**Texte**
╔══

D'une part, la cour d'appel d'Aix-en-Provence, le 21 février 1975216, a considéré qu'un mandat général, en l'espèce un mandat statutaire habilitant les dirigeants à souscrire pour le compte de la société les engagements entrant dans leurs pouvoirs statutaires et légaux, pouvait générer une reprise automatique lorsque le mandataire ne dépassait pas ses pouvoirs217.

D'autre part, la chambre commerciale de la Cour de cassation, dans un arrêt en date du 20 juin 1989218, a estimé qu'un mandat donné au gérant pour " signer tous contrats avec les fournisseurs, acquérir tout matériel, effectuer tous paiements " était conforme aux exigences de l'article 26 du décret du 23 mars 1967.

Hormis ces cas marginaux, les magistrats se montrent respectueux des dispositions légales. Selon la CA Pau, 20 décembre 1991219, le mandat doit être exprimé en termes suffisamment déterminés. De plus, a été jugé que le mandat de souscrire les actes et engagements entrant dans l'objet statutaire et conformes à l'intérêt social est un mandat général qui ne répond pas aux exigences légales de précision : Cass. com., 24 mars 1998220.

╚══

**Matériel fourni**
╔══

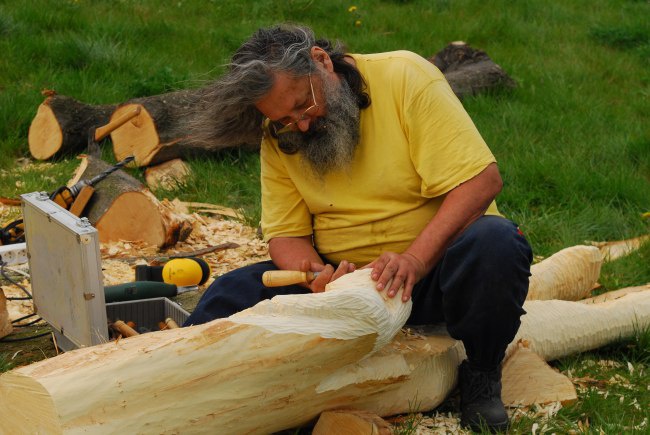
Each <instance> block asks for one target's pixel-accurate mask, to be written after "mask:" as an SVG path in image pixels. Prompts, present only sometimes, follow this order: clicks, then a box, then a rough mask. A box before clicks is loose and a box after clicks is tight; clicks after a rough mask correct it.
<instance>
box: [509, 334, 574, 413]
mask: <svg viewBox="0 0 650 435" xmlns="http://www.w3.org/2000/svg"><path fill="white" fill-rule="evenodd" d="M502 380H503V389H502V392H501V399H502V400H503V403H504V404H505V405H506V406H529V405H532V404H534V403H537V404H545V403H551V402H560V403H562V405H568V404H569V403H572V402H575V401H576V400H578V394H577V392H576V389H575V387H574V386H573V383H572V382H571V380H570V379H569V378H567V377H566V376H564V375H563V374H561V373H560V372H558V371H557V370H555V369H553V368H552V367H551V366H549V365H548V364H547V363H546V362H545V361H544V360H543V359H542V358H540V356H539V355H537V354H536V353H534V352H532V351H531V350H530V349H528V348H526V347H524V346H521V345H520V346H518V347H517V349H516V350H514V351H513V353H512V354H511V355H510V357H509V358H508V359H506V361H505V363H504V364H503V371H502Z"/></svg>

╚══

**Énoncé de l'exercice**
Donnez la suite du texte sur la jurisprudence relative au mandat de souscrire des engagements pour le compte de la société, en reprenant après sa dernière phrase. Le matériel fourni est sans rapport avec le texte.

**Résultat de l'exercice**
Le mandat général résultant des statuts apparaît condamné. Tout d'abord, ce mandat abouti a donné aux dirigeants des pouvoirs identiques à ceux qui lui sont attribués dans une société jouissant de la personnalité morale. D'autre part, les tiers risquent d'être induits en erreur sur la situation réelle. En outre, les textes sont dépourvus d'équivoque et n'accordent pas les mêmes droits aux dirigeants avant et après l'immatriculation221. Enfin, les articles 26 et 74 du décret du 23 mars 1967 " fourmillent de précautions ", le mandat ne pouvant être donné à n'importe qui et n'importe quand. Le mandat général n'est pas dénué de tout effet, il fonde en effet la condamnation des mandants à répondre solidairement des engagements souscrits222.

§2 : Reprise volontaire


A - Principe

Quand les conditions prévues pour la reprise automatique des actes passés au nom de la société en formation ne sont pas réunies, la société, après avoir été immatriculée, peut reprendre ces actes en vertu de l'article 6 al.4 du décret du 3 juillet 1978223.

Cette reprise ne nécessite aucune acceptation particulière de la part du cocontractant qui a été informé que l'acte était conclu pour le compte de la société en formation224.

B - Problèmes soulevés par cette reprise

1. Organe compétent

Avant le décret du 3 juillet 1978, la doctrine225 exigeait une décision de l'assemblée générale ordinaire, par analogie avec les procédures de reprise prévues par le décret du 23 mars 1967 qui se trouvait en effet " entre les mains des associés "226.

La jurisprudence, à part quelques décisions qui avaient admis la reprise tacite par le gérant227 et par le Président Directeur Général228, avait fait de la décision de reprise une décision relevant de la compétence exclusive de l'assemblée générale ordinaire229.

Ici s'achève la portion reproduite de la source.